■ Short task ■
Locate each line in the data below that contains the word "green", and copy every such line.

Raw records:
※ ※ ※

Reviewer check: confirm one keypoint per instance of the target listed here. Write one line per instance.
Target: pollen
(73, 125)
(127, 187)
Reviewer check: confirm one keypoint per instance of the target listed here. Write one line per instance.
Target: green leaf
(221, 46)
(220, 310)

※ ※ ※

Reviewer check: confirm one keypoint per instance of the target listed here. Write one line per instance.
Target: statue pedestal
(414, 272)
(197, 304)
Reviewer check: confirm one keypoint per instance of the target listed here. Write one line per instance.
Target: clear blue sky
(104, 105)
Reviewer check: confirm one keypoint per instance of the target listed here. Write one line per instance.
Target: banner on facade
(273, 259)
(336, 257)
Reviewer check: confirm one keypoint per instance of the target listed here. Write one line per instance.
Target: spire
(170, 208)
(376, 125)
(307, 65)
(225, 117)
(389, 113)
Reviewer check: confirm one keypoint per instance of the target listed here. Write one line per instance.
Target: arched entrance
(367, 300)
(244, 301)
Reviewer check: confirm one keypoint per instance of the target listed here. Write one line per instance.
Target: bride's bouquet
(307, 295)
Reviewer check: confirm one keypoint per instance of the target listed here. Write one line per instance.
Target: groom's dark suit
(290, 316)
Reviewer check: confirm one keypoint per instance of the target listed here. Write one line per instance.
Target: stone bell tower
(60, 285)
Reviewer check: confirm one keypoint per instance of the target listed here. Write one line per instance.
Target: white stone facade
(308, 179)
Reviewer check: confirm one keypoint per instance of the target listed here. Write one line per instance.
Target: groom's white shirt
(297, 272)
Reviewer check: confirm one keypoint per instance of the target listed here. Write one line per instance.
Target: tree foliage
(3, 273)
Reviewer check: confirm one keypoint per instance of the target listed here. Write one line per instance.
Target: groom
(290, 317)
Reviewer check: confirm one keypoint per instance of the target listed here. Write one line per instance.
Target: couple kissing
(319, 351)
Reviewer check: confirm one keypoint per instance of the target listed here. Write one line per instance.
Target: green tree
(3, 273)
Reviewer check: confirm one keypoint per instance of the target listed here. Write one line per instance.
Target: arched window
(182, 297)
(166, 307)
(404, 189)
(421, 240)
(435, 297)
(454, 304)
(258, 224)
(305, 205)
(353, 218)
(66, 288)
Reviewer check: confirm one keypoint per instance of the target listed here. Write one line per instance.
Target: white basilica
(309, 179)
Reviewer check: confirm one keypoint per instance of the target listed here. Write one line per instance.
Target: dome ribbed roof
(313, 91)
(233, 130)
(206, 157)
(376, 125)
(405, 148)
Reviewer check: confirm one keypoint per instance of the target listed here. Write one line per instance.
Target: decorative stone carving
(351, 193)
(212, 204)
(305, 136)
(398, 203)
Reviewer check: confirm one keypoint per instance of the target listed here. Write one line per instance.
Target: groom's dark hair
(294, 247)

※ ※ ※

■ Complete output ■
Target: green leaf
Target: green tree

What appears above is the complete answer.